Charles Darwin's Beagle shipmate sketches online
Sketches made during the naturalist Charles Darwin's HMS Beagle voyage to South America have been put online.
The drawings by Darwin's shipmate Conrad Martens, the ship's artist, date from mid-1833 to early 1835.
They have been digitised by Cambridge University Library.
Dr Alison Pearn, from the Darwin Correspondence Project which has published thousands of his letters, said the images "vividly bring to life... the reality of that journey".
Some of the sketches in pencil and watercolours were done while Martens was making the voyage from England to South America, where he joined the crew of the Beagle in November 1833.
The ship's voyage to survey the South American coast and the Galapagos Islands took five years, during which Darwin made a massive collection of fossils and made detailed studies of local plants and wildlife.

Material provided:
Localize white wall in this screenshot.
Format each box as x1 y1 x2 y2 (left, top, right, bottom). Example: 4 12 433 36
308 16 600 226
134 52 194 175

Short exercise:
Continue the article about Conrad Martens's sketches from the Beagle voyage, picking up after its final sentence.

Expected answer:
His notes and journals were published alongside the captain's account of the trip, but were later released on their own as The Voyage of the Beagle.
"Darwin described the Beagle voyage as the most formative experience of his life, and to see it through the eyes of one of his companions is a very vivid reminder of the reality of that journey," Dr Pearn said.
"Martens sketches are a visual counterpart to Darwin's letters home. Both bring to life a really remarkable adventure in a vast and remote part of the world."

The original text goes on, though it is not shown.